* start Given passage *

Kling accepted responsibility for losing investors’ money, tweeting, “It was entirely my fault and not anyone else’s. I lost my investors’ money after they put faith in me to manage risk and I am truly sorry for that. I have publicly endorsed FTX many times and I am truly sorry for that. I was wrong.”
However, Kling also railed against the sociopaths, bad actors, and lack of accountability in the crypto space.
“It’s obvious now that the space has not done enough to identify and expel bad actors. We’re letting way too many sociopaths get way too powerful and then we all pay the price. If Ikigai continues on, we pledge to fight harder in this regard. It’s a fight worth fighting.”
Many industry participants have shown support to the Ikigai team, Blockworks reported.
David Packham, co-founder and CEO at ChintaiNetworkresponded to Kling in a tweet: “Your only real mistake was trusting a firm backed by huge funds and regulated in a region was not a fundamental dishonest bad actor committing mass fraud.”

* end Given passage *
* start Provided data *

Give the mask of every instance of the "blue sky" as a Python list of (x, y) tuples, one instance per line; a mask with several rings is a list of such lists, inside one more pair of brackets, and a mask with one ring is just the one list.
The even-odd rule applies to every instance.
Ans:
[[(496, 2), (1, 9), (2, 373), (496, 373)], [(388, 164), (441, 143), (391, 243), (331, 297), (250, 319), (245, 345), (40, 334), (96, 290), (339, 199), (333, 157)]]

* end Provided data *

Exercise requirements ▸
1) Answer these questions from the passage on Kling's apology:
(a) Which firm did Kling say he had publicly endorsed many times?
(b) According to Blockworks, who have many industry participants supported?
(c) What two roles does David Packham hold?
2) Decide whether each statement agrees with the passage on Kling's apology. Answer yes or no and quote the words that decide it.
(a) Kling placed the blame for the lost money on others.
(b) Kling said the crypto space has done enough to expel bad actors.
(c) Kling pledged to fight harder if Ikigai continues.

Solutions for each task ▸
1)
(a) FTX
(b) The Ikigai team
(c) Co-founder and CEO

2)
(a) No: "It was entirely my fault and not anyone else’s."
(b) No: "It’s obvious now that the space has not done enough to identify and expel bad actors."
(c) Yes: "If Ikigai continues on, we pledge to fight harder in this regard."